- OBJECTIVE -
Rewrite the entries starting at the line that contains "Where can the blue" and ending at the last of the entries, with "Mark" replaced by "Indicate" and everything else left as it is.

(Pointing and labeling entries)
<<<<
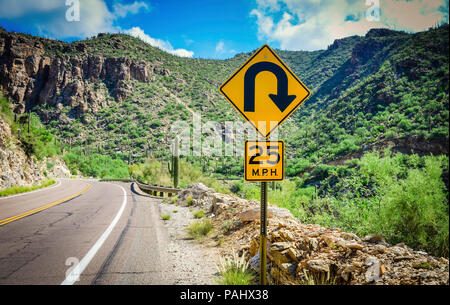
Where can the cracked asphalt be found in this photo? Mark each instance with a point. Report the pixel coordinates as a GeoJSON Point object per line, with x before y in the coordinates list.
{"type": "Point", "coordinates": [43, 247]}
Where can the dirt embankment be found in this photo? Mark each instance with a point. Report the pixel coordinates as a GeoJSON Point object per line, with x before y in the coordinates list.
{"type": "Point", "coordinates": [307, 253]}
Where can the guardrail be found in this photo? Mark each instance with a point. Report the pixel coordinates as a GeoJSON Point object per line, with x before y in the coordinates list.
{"type": "Point", "coordinates": [147, 188]}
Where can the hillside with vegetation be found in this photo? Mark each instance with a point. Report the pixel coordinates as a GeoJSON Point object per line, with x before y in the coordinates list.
{"type": "Point", "coordinates": [368, 152]}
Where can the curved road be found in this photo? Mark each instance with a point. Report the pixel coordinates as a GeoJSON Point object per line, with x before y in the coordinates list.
{"type": "Point", "coordinates": [110, 230]}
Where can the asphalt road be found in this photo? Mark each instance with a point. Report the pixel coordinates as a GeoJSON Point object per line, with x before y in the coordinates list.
{"type": "Point", "coordinates": [110, 231]}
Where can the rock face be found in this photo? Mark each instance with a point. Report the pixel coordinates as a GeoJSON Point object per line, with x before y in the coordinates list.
{"type": "Point", "coordinates": [306, 253]}
{"type": "Point", "coordinates": [17, 169]}
{"type": "Point", "coordinates": [79, 80]}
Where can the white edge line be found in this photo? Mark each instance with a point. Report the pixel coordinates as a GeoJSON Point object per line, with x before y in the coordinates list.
{"type": "Point", "coordinates": [73, 276]}
{"type": "Point", "coordinates": [35, 191]}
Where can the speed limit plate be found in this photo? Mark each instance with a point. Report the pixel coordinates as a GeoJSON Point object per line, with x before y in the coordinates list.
{"type": "Point", "coordinates": [264, 160]}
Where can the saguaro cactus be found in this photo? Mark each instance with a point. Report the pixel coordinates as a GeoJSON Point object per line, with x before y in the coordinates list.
{"type": "Point", "coordinates": [175, 162]}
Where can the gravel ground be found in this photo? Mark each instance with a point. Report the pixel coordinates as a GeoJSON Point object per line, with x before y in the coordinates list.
{"type": "Point", "coordinates": [191, 262]}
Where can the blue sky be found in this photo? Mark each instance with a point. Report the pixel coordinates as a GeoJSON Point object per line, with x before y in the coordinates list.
{"type": "Point", "coordinates": [220, 29]}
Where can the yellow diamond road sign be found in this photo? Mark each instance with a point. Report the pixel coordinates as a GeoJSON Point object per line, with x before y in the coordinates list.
{"type": "Point", "coordinates": [265, 91]}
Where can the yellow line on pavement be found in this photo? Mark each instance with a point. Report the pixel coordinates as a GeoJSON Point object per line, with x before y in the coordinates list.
{"type": "Point", "coordinates": [47, 206]}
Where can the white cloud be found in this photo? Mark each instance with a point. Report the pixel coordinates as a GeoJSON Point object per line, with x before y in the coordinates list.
{"type": "Point", "coordinates": [49, 18]}
{"type": "Point", "coordinates": [14, 9]}
{"type": "Point", "coordinates": [159, 43]}
{"type": "Point", "coordinates": [220, 47]}
{"type": "Point", "coordinates": [222, 50]}
{"type": "Point", "coordinates": [122, 10]}
{"type": "Point", "coordinates": [314, 24]}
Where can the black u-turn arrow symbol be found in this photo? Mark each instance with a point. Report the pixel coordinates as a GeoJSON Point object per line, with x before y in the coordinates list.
>>>>
- OUTPUT FOR THIS TASK -
Where can the blue sky be found in this photo? Indicate each instance with a point. Report the pixel coordinates as a GeoJSON Point object per line, with x before y in the coordinates list.
{"type": "Point", "coordinates": [220, 29]}
Where can the yellow diamond road sign be found in this photo? Indicate each instance with a point. Report the pixel coordinates as a GeoJSON Point object per line, with x before y in the coordinates list.
{"type": "Point", "coordinates": [265, 91]}
Where can the yellow line on pavement be found in this photo? Indicate each instance with a point. Report the pixel coordinates as a GeoJSON Point object per line, with x before y in the coordinates list.
{"type": "Point", "coordinates": [47, 206]}
Where can the white cloud be found in this photo? Indicate each instance with a point. Report the pixel coordinates as a GeoJSON Point object per line, with x before y in the coordinates list.
{"type": "Point", "coordinates": [49, 18]}
{"type": "Point", "coordinates": [14, 9]}
{"type": "Point", "coordinates": [159, 43]}
{"type": "Point", "coordinates": [220, 47]}
{"type": "Point", "coordinates": [222, 50]}
{"type": "Point", "coordinates": [122, 10]}
{"type": "Point", "coordinates": [314, 24]}
Where can the black u-turn arrow symbol be found in this photo? Indicate each instance with a point. Report the pixel coordinates as a GeoJSON Point object per line, with x before y in the coordinates list.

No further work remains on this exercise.